EXERCISE OBJECTIVE ▸
The expected answer is the set of lines in the data below between the line holding "Segment each <instance>" and the line holding "positive clicks: (322, 153) (321, 145)", inclusive, written out exactly.

====== INFORMATION GIVEN ======

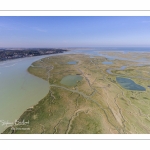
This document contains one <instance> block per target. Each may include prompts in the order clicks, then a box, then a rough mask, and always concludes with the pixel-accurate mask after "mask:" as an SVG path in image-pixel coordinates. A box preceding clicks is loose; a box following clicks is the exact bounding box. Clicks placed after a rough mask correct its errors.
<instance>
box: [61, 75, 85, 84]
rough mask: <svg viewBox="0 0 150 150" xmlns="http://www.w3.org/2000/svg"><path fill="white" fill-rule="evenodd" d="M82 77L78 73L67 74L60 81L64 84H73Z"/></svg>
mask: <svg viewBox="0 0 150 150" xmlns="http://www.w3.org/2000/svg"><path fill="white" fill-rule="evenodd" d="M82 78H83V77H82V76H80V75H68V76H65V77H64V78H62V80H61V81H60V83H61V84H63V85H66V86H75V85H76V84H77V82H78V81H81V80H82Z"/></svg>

======
====== INFORMATION GIVEN ======

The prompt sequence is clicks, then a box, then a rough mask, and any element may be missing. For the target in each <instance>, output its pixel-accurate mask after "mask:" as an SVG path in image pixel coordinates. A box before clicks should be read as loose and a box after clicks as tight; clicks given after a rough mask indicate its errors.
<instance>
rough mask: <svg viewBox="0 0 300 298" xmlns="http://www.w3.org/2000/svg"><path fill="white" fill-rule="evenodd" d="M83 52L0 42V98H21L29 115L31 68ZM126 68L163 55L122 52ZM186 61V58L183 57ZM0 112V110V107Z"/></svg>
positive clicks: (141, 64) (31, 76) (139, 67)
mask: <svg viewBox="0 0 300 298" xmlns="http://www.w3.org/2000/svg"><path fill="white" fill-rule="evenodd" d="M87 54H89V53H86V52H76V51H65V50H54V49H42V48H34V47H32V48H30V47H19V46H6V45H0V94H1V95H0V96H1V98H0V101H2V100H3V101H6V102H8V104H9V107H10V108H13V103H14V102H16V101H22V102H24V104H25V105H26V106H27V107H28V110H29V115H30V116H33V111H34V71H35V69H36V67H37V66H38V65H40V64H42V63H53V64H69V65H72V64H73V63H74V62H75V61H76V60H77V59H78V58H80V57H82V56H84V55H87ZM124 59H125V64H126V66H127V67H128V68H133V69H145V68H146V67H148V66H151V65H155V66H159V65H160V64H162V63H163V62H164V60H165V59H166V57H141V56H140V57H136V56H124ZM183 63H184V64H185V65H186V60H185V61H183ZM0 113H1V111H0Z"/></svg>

======
====== INFORMATION GIVEN ======

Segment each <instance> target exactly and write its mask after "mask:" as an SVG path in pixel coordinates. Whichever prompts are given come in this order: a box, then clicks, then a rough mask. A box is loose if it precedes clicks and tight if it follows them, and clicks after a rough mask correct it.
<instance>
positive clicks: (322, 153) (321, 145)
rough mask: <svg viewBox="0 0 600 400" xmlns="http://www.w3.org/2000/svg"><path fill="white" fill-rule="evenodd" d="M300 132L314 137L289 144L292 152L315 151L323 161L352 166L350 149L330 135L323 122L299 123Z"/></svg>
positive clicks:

======

OUTPUT BELOW ▸
Segment each <instance> target exactly and write its mask after "mask:" as an SVG path in pixel coordinates. Whichever prompts are given come in this order: a box, then clicks, then a rough mask. A box is loose if it precedes clicks and tight if it follows them, and clicks after a rough mask correct it.
<instance>
positive clicks: (322, 153) (321, 145)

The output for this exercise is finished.